— start —

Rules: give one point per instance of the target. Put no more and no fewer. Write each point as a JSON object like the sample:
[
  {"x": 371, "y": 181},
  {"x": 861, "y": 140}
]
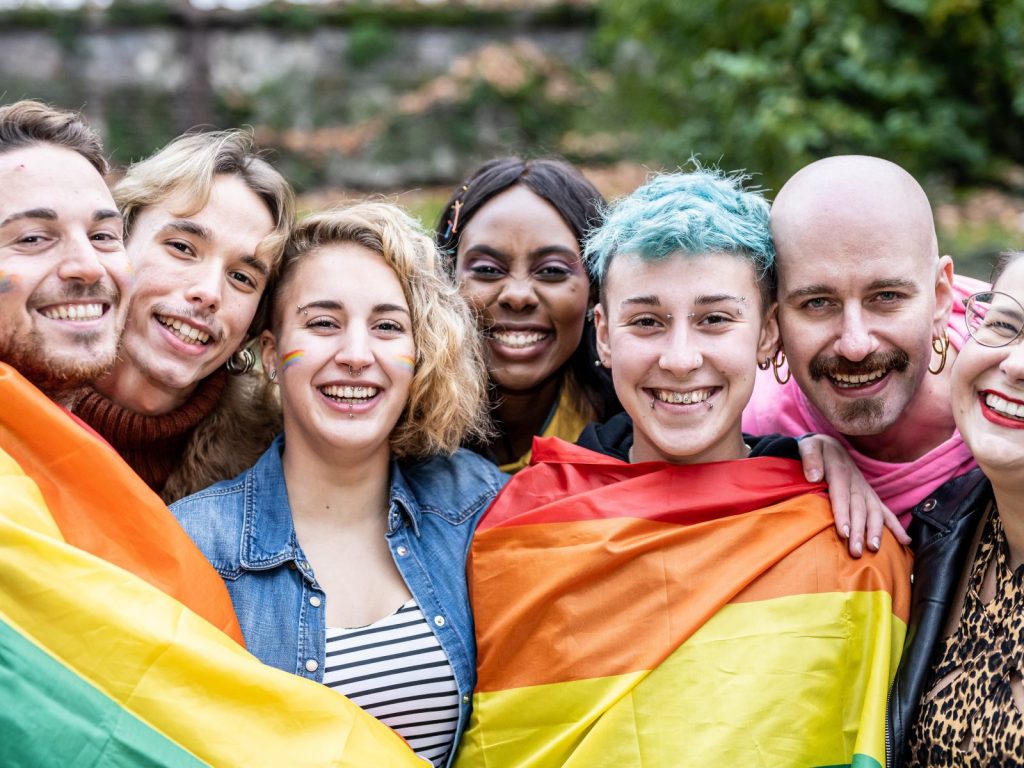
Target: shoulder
[{"x": 457, "y": 486}]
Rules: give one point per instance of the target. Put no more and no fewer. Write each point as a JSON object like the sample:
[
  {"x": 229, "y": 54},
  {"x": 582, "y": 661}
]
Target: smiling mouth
[
  {"x": 1004, "y": 407},
  {"x": 74, "y": 311},
  {"x": 350, "y": 395},
  {"x": 848, "y": 382},
  {"x": 684, "y": 398},
  {"x": 518, "y": 339},
  {"x": 183, "y": 331}
]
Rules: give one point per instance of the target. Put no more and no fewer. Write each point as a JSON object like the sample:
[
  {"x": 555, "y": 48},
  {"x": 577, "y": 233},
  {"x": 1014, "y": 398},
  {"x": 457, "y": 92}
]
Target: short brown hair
[{"x": 28, "y": 123}]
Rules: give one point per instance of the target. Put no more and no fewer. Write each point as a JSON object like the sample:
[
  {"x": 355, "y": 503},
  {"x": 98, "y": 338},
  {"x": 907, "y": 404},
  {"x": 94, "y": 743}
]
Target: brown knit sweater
[{"x": 221, "y": 430}]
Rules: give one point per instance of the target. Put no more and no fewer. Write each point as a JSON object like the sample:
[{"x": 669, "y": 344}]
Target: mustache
[
  {"x": 96, "y": 292},
  {"x": 822, "y": 366}
]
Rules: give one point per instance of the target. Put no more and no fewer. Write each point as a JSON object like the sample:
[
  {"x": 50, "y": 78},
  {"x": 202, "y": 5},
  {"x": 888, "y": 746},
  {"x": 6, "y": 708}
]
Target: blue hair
[{"x": 705, "y": 211}]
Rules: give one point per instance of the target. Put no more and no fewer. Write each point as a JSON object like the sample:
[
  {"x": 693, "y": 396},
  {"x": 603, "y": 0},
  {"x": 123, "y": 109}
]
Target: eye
[
  {"x": 180, "y": 248},
  {"x": 644, "y": 322},
  {"x": 322, "y": 324},
  {"x": 553, "y": 272},
  {"x": 244, "y": 279},
  {"x": 713, "y": 320},
  {"x": 817, "y": 304},
  {"x": 389, "y": 327},
  {"x": 485, "y": 271}
]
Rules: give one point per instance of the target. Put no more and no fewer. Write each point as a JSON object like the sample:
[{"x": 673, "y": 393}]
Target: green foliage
[
  {"x": 770, "y": 85},
  {"x": 368, "y": 42}
]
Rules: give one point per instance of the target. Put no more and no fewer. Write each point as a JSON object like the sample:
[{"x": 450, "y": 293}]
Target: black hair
[{"x": 581, "y": 206}]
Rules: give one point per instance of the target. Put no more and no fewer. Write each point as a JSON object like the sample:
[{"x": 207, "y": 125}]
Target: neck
[
  {"x": 520, "y": 415},
  {"x": 1009, "y": 494},
  {"x": 323, "y": 485},
  {"x": 128, "y": 387},
  {"x": 926, "y": 423}
]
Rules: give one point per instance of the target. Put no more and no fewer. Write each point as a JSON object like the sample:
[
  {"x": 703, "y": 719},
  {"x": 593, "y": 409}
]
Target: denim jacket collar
[{"x": 268, "y": 535}]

— end —

## Required task
Omit every picture, and otherwise quote the entries exactly.

## Solved exercise
Rules: give one point per instance of the target. Put no more and no fewer. Write each point as a JSON object like the sample:
[
  {"x": 371, "y": 181},
  {"x": 861, "y": 140}
]
Target: shoulder
[{"x": 457, "y": 486}]
Rules: give one point per instance of the target. Put no more and no fewer. Write each point as a JSON object like the sample:
[
  {"x": 229, "y": 54},
  {"x": 582, "y": 661}
]
Target: smiling mouth
[
  {"x": 1004, "y": 407},
  {"x": 74, "y": 311},
  {"x": 350, "y": 395},
  {"x": 848, "y": 382},
  {"x": 684, "y": 398},
  {"x": 518, "y": 339},
  {"x": 183, "y": 331}
]
Rules: give one point per instance of the target. Put no more and no fewer. Write each point as a JSON object like the sample:
[
  {"x": 555, "y": 48},
  {"x": 577, "y": 233},
  {"x": 1014, "y": 398},
  {"x": 457, "y": 92}
]
Target: short brown hair
[{"x": 28, "y": 123}]
Rules: give one point per instance of the target. Put no more and no fewer. Write each point as a JSON object like the sample:
[
  {"x": 355, "y": 503},
  {"x": 98, "y": 338},
  {"x": 907, "y": 404},
  {"x": 94, "y": 743}
]
Target: brown knit sweater
[{"x": 221, "y": 430}]
Rules: give one point per instance of the target. Put no more and no fewer. Write each point as a JSON object like the sample:
[{"x": 669, "y": 344}]
Target: mustache
[
  {"x": 96, "y": 292},
  {"x": 822, "y": 366}
]
Rules: give one point per instance of the target. Put no more and no fewer. Write each point as a JSON object like the sample:
[
  {"x": 50, "y": 78},
  {"x": 202, "y": 5},
  {"x": 888, "y": 746},
  {"x": 6, "y": 708}
]
Target: blue hair
[{"x": 705, "y": 211}]
Rules: give one point per instance of the target. Put no more and no fewer. Write each point as a JSON object like the sample:
[
  {"x": 693, "y": 396},
  {"x": 603, "y": 0},
  {"x": 123, "y": 109}
]
Target: eye
[
  {"x": 180, "y": 248},
  {"x": 644, "y": 322},
  {"x": 322, "y": 324},
  {"x": 553, "y": 272},
  {"x": 244, "y": 279},
  {"x": 713, "y": 320},
  {"x": 817, "y": 304},
  {"x": 389, "y": 327},
  {"x": 485, "y": 271}
]
Rules: give one point per instance of the target. Put no more and no fewer. Write each point as a JSON object like the sample:
[{"x": 673, "y": 393}]
Target: green foliage
[
  {"x": 770, "y": 85},
  {"x": 368, "y": 42}
]
Rules: give one point per instance of the target. Put no more and no fewer. Write each point as a JSON object like the sample:
[{"x": 450, "y": 293}]
Target: black hair
[{"x": 581, "y": 206}]
Rules: give one point per instance of the target. Put no more and no fewer. Write each point as a JSON object like the sample:
[{"x": 207, "y": 125}]
Target: neck
[
  {"x": 520, "y": 415},
  {"x": 1009, "y": 494},
  {"x": 323, "y": 485},
  {"x": 128, "y": 387},
  {"x": 926, "y": 423}
]
Rules: give one point per instance of the target. Put no more and no fewer. Write each point as a JSON object like the sample:
[
  {"x": 703, "y": 719},
  {"x": 593, "y": 409}
]
Target: denim jacket collar
[{"x": 268, "y": 535}]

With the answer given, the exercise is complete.